Selected passage:
▼

Pretending You’re Rich

in Newport Beach

 

A 12-step program to looking like a million bucks

when you’re really just a chump with change.

 

By Terence Loose

 

F

ace it. In this town it takes a little flash and a lot of cash to get respect. Problem is, to get it you’ve got to look like you don’t need it. Money begets money. Or at least the appearance of money does.  You’ve seen them, the posers working harder on creating the façade of wealth than actually accumulating it. Here’s the reality, though. You probably only spotted the bunglers, the jokers who couldn’t act their way out of a brown bag lunch, while the real pros are sipping decaf espressos all around you.

But don’t worry, follow this easy 12-step program and you, too, can be one of them, looking like you’re making bank, when in reality you’re just one bad deal away from bankruptcy.

 

1 Sweet Ride

To make the deals you have to have the wheels. Like it or not, the minute you step out of the 1989 tan Volvo any caché you thought you had is now road kill. So the first and most important thing you can do – and I mean now, while your credit is still good – is fit yourself with a Mercedes SL 500. Platinum colored, of course. Now, you might be tempted to get the coupe, which really says money, but resist the urge. It’s much easier for people to see you in the convertible. It’ll run you over $1,500 a month, but don’t think of it as just a car payment; it’s an investment in your future. Just look what you paid for that college degree, and that didn’t even come with leather.

 

2 Home Humble Home

With the hefty car payment, your home is not exactly going to be styling. If you can swing it, nab a rental in Eastside Costa Mesa. But even that might be too taxing. Just remember, no one got to the top without a little suffering, so it’s hello Santa Ana apartment. Obviously, you can’t go around handing out cards with a Costa Mesa or Santa Ana address that says 1/2 on it, or worse yet, Unit K. And you sure can’t afford an office. Enter The Mail Box in Fashion Island. For 17 bucks a month, you get a prestigious Newport Center Drive address, complete with the 92660 zip code. Just make sure you keep throwing out the phrase, “But you’ll never catch me in the office,” with an I’ve-got-people-for-the-desk-work tone. The goal is to ingrain in any potential client’s brain the idea to call first, or better, email you at (your last name)industries.com (for $7.95 a month, you look tech-savvy and important all in one).

 

3 Rags to Riches

You cannot step out of the pimped-out SL wearing those threadbare Dockers and an unpressed Gap button down. This is where Corona del Mar’s Recycled Rags comes in. It’s the Salvation Army for the rich and pampered – or at least the wannabe rich and pampered, which is you. Most of the merchandise is designer women’s wear, but catch the place on the right day and you can score a Boss Hugo Boss or Armani, for a third of retail.

▲

Task statement: Return, word for word, the stretch of the Newport Beach article from "3 Rags to Riches" through "third of retail.".

Dataset:
▼

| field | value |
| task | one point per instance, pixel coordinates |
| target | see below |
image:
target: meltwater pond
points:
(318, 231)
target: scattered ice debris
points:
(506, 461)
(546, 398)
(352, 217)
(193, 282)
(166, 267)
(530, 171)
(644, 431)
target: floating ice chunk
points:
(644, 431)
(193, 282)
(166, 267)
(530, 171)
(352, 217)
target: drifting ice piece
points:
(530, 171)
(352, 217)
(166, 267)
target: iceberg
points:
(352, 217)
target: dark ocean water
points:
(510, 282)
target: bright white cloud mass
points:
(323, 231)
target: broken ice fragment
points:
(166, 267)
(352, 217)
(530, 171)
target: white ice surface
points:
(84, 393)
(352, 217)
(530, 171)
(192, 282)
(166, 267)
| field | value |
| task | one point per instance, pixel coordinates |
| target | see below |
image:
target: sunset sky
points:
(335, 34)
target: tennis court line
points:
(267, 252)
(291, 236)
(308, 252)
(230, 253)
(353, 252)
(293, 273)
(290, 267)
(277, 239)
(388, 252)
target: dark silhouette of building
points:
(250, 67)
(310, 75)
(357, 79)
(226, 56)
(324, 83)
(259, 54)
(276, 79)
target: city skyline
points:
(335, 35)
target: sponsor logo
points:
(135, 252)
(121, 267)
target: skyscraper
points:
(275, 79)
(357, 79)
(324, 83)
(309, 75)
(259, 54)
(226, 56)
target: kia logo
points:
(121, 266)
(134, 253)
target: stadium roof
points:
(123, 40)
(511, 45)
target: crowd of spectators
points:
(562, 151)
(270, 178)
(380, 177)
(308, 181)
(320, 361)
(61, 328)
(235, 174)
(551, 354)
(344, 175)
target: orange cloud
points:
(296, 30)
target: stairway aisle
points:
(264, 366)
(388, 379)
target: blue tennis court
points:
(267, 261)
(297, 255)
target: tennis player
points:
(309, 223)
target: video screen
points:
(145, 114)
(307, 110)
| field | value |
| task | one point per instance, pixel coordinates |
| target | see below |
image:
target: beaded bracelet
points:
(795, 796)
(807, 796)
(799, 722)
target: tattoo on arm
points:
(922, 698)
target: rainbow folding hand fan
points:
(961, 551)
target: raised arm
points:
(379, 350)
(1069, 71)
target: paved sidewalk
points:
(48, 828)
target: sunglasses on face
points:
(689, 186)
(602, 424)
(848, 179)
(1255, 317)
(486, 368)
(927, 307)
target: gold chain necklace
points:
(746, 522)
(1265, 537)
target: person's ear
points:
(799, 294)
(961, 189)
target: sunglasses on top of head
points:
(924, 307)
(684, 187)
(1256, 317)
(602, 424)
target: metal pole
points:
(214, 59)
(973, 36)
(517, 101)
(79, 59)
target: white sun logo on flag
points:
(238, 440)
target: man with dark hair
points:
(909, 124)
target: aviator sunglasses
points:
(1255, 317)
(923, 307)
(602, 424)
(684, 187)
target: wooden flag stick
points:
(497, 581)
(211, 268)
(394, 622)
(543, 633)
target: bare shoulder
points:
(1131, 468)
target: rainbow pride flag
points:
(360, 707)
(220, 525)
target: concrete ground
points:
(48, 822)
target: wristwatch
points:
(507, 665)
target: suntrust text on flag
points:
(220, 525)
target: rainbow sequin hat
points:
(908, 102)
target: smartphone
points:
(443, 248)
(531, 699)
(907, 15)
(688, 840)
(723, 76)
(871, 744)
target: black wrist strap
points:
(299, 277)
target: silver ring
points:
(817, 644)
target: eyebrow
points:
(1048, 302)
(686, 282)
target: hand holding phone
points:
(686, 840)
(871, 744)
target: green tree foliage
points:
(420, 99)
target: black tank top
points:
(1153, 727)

▲

Solution to this problem:
3 Rags to Riches

You cannot step out of the pimped-out SL wearing those threadbare Dockers and an unpressed Gap button down. This is where Corona del Mar’s Recycled Rags comes in. It’s the Salvation Army for the rich and pampered – or at least the wannabe rich and pampered, which is you. Most of the merchandise is designer women’s wear, but catch the place on the right day and you can score a Boss Hugo Boss or Armani, for a third of retail.